(Records from a data collection)
********************

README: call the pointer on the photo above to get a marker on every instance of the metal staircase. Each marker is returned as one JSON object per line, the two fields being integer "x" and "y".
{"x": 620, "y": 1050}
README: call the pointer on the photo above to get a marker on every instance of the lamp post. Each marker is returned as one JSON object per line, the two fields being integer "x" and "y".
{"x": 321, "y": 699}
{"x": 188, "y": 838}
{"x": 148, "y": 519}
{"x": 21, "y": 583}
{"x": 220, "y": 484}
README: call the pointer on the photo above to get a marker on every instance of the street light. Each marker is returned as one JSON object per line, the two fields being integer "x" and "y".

********************

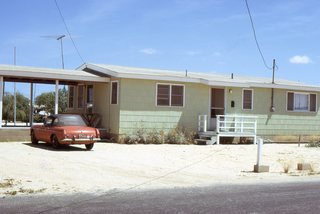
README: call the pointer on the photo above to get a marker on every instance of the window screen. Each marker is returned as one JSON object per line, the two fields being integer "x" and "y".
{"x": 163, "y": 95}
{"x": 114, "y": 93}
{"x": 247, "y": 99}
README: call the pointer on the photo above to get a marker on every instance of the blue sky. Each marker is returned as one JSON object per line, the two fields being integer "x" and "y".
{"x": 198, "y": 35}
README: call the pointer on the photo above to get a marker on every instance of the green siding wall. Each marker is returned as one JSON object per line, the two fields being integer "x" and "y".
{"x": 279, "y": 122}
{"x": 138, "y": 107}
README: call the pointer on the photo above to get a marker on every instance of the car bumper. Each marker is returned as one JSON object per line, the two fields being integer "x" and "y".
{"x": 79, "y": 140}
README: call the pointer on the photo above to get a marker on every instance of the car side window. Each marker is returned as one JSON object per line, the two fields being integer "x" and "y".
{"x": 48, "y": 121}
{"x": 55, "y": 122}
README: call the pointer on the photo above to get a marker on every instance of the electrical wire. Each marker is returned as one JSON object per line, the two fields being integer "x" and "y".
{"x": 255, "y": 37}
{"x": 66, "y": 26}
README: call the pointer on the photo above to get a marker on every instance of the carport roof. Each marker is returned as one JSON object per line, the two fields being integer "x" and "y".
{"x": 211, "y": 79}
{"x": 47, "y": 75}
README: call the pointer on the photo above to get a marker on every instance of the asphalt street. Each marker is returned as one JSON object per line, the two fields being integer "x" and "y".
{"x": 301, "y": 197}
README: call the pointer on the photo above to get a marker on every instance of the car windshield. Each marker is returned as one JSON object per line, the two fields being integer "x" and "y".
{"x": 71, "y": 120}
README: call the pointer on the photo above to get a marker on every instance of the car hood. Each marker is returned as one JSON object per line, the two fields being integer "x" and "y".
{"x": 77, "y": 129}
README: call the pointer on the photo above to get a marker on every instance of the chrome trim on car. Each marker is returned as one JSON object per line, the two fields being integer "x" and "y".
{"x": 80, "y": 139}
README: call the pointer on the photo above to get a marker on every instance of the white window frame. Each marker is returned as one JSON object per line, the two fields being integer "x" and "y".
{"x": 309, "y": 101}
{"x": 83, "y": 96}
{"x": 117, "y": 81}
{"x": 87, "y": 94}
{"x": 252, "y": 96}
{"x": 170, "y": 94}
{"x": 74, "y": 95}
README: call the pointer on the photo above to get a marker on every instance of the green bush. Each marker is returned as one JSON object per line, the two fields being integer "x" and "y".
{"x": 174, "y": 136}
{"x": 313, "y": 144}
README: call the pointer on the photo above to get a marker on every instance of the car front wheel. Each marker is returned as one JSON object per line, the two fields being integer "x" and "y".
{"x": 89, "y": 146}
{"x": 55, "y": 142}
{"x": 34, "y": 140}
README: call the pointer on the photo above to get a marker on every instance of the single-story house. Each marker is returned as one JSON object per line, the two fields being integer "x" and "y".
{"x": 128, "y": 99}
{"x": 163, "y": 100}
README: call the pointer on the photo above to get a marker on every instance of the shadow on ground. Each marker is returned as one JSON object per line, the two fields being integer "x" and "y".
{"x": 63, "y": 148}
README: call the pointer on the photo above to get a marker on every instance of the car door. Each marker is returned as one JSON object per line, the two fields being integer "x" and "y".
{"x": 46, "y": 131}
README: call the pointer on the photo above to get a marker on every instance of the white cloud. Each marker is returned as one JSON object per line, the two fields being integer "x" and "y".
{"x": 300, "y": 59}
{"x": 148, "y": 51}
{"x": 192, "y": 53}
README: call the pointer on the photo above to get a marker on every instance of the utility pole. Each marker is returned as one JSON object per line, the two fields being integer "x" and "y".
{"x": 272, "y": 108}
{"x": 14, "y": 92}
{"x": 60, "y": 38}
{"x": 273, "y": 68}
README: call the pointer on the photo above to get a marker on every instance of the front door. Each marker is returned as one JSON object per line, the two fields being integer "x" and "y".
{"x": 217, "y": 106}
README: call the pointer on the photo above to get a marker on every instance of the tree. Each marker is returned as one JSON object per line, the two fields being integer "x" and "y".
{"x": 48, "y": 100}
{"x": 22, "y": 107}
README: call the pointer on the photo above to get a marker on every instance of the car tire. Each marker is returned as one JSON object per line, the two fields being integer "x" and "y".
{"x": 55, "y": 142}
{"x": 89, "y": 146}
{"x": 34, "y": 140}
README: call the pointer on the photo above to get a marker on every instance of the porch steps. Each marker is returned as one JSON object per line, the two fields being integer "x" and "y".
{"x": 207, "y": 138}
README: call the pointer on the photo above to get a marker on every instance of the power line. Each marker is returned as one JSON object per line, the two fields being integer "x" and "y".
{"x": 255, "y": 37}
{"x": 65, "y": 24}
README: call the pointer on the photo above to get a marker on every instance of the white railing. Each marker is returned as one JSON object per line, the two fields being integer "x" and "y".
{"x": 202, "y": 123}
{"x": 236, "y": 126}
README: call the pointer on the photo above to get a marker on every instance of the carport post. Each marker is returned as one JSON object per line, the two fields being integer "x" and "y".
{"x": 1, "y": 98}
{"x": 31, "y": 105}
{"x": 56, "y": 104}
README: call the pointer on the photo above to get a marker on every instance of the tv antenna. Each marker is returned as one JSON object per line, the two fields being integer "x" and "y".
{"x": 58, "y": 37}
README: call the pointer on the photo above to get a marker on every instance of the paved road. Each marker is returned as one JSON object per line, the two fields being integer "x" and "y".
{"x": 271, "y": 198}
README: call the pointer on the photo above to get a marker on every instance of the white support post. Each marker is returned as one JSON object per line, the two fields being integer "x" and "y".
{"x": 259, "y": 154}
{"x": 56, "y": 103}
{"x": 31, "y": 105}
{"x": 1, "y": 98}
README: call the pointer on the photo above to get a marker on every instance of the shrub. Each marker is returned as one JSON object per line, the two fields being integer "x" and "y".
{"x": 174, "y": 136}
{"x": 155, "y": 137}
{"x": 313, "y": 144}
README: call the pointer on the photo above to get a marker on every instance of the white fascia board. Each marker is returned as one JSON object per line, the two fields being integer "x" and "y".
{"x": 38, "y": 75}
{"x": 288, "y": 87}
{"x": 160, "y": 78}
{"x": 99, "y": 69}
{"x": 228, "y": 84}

********************

Task description:
Look above for the line with "of the metal"; retype exactly that line, every line after it up to the line with "of the street", and that line too, nothing else.

Answer to this task:
README: call the pointer on the photo above to get a marker on every instance of the metal staircase. Each marker is returned as one JSON object per line, the two fields being integer "x" and "y".
{"x": 620, "y": 1050}
README: call the pointer on the photo above to get a marker on every instance of the lamp post. Each marker is returned as one JSON object per line, the two fields being integer "x" and "y".
{"x": 321, "y": 699}
{"x": 188, "y": 838}
{"x": 148, "y": 519}
{"x": 21, "y": 583}
{"x": 220, "y": 484}
README: call the pointer on the photo above to get a marker on every instance of the street light. Each marker is returned as one JSON object per line, the two fields being integer "x" and "y".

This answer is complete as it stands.